--- begin EXCERPT TO READ ---
- Church: Catholic Church
- Diocese: Diocese of Lausanne, Geneva and Fribourg
- In office: 20 October 1945 – 29 December 1970
- Predecessor: Marius Besson
- Successor: Pierre Mamie

Orders
- Ordination: 15 July 1917
- Consecration: 21 November 1945 by Filippo Bernardini

Personal details
- Born: 1 September 1893 Cerniat, Canton of Fribourg, Switzerland
- Died: 11 July 1976 (aged 82)

= François Charrière =

Bishop of Lausanne, Geneva and Fribourg from 1945 to 1970

François Charrière (1 September 1893 – 11 July 1976) was the Bishop of Lausanne, Geneva and Fribourg from 1945 to 1970.

==Biography==
François Charrière was born into a peasant family in the village of Cerniat on 1 September 1893. He studied at the Collège Saint-Michel in Fribourg and then under the Capuchins at the Collège de Stans, earning his baccalaureate in 1913. He spent the next four years at the major seminary of the diocese and was ordained a priest on 15 July 1917. His first pastoral assignment was at the parish of Notre Dame in Lausanne for three years. He then renewed his studies at the Angelicum, earning his doctorate in canon law in 1923 with a thesis titled "De interdicto". After a brief term of pastoral work in Lausanne, in April 1924 he became professor of moral theology and sociology at the major seminary there. He taught canon law from 1929 to 1938, teaching for several of those years at the University of Fribourg as well. Alongside his teaching duties, he led the diocesan retreat office and led charities directed especially at young women. He also promoted missions in Asia and Eastern Europe. In 1941 he assumed direction the local Catholic journal La Liberté. In 1944 he established a French-language version of the Catholic news service Katholische Internationale Presse Aktion (KIPA).
--- end EXCERPT TO READ ---
--- begin COLLECTED MATERIAL ---
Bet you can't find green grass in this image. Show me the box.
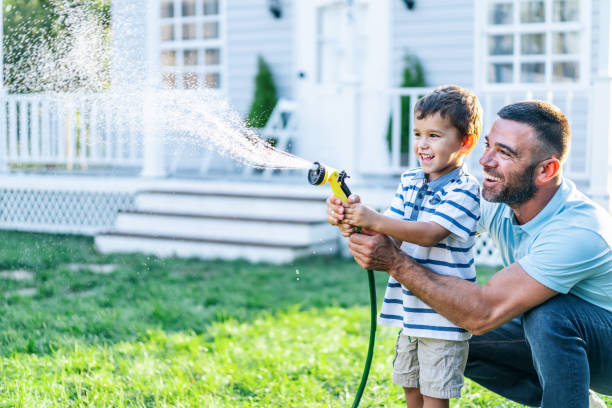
--- end COLLECTED MATERIAL ---
WHAT TO WORK ON -
According to the biography of François Charrière above, what was the title of his doctoral thesis in canon law? Please give the title.

SOLUTION FOR THIS EXERCISE -
"De interdicto"